** Opening Information supplied block **
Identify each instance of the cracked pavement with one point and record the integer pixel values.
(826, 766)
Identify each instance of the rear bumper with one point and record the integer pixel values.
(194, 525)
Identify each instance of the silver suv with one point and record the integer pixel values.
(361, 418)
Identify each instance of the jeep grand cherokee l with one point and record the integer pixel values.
** Closing Information supplied block **
**What you are asked to do**. Return all of the material precisely as written.

**Answer space**.
Identify each instance of the cracked pavement with one point and record the integer pixel values.
(826, 766)
Identify each instance of the rear bumper with one point and record the integer pixel values.
(194, 525)
Identify each instance of the silver suv with one point and record the integer pixel values.
(361, 418)
Identify each instance of the jeep grand cherokee l with one point and record the integer pixel values.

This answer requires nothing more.